**Text provided:**
-.-.-

NOT SO VEILED RACISM

By Graham Davis

MOST countries have laws that prevent religious and racial vilification. Most responsible media outlets – including those on the internet – excise comments designed to inflame religious and racial hatred. But sadly not the most prominent of the websites set up to oppose the government of Fiji’s prime minister, Frank Bainimarama.

That site calls itself Coup Four and a Half – otherwise known as 4.5 – and is supposedly run by journalists. Its name denotes the four coups in Fiji’s post independence history -the two Rabuka coups in 1987, the Speight coup in 2000, the Bainimarama coup in 2006 plus what 4.5 regards as the half coup when Bainimarama’s takeover was declared illegal by the courts in 2009 and he abrogated the constitution altogether, sacked the judiciary and continued to govern by decree.

Now, Coup 4.5 is entitled to oppose the dictatorship, though many Fijians prefer it to the nationalist government Bainimarama overthrew. It’s also entitled to campaign for the restoration of democracy, though many Fijians are happy to accept the regime’s promise to hold elections in 2014. But there’s plenty wrong with 4.5 – unforgivably so – when it publishes the most vile attacks on people based on race and religious affiliation.

-.-.-

**Material:**

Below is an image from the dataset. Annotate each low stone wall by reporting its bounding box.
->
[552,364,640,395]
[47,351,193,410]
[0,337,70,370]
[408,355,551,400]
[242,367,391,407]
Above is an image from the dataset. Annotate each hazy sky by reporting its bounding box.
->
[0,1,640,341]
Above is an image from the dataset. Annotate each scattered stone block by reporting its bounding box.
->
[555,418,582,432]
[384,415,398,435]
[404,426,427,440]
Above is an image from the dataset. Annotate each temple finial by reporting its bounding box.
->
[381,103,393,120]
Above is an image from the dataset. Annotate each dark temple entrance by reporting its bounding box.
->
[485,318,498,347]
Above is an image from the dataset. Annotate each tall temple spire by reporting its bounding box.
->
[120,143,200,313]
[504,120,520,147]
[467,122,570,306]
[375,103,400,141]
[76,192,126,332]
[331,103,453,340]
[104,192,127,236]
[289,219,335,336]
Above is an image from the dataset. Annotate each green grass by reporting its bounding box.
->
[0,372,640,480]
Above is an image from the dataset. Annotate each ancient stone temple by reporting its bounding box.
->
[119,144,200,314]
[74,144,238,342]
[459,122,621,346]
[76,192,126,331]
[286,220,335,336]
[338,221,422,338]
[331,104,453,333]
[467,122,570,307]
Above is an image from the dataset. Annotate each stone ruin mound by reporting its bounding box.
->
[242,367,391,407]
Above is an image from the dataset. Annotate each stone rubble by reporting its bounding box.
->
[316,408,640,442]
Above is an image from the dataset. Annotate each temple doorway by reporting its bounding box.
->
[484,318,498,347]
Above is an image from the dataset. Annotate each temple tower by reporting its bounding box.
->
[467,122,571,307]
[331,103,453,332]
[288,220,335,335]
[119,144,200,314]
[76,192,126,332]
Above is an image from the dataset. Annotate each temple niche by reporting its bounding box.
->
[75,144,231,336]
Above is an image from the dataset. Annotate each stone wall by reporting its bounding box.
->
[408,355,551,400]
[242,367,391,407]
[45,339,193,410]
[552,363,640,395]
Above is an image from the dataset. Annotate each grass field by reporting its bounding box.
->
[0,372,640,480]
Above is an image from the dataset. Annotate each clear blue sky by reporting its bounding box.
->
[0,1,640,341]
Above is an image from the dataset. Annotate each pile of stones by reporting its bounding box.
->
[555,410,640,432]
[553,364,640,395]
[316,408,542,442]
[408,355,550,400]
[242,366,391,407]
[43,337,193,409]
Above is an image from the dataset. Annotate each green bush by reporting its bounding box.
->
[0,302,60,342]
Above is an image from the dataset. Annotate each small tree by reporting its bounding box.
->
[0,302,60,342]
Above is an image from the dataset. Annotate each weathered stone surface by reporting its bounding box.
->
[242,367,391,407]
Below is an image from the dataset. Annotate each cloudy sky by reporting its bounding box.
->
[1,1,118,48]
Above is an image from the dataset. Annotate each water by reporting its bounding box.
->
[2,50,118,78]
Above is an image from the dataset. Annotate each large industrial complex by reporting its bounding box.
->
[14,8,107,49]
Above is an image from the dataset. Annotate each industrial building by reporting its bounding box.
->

-.-.-

**Set tasks:**
**a.** According to the opinion piece about the Coup 4.5 website, why does the site call itself Coup Four and a Half? Answer in one to three sentences.
**b.** Translate this sentence from the opinion piece about the Coup 4.5 website into Spanish: "MOST countries have laws that prevent religious and racial vilification."
The listing has no role in this work.

**Responses:**
**a.** The name counts the four coups in Fiji's post-independence history: the two Rabuka coups in 1987, the Speight coup in 2000, and the Bainimarama coup in 2006. The extra half is what the site regards as the 2009 "half coup," when the courts declared Bainimarama's takeover illegal and he abrogated the constitution, sacked the judiciary and continued to govern by decree.

**b.** La mayoría de los países tienen leyes que impiden la denigración religiosa y racial.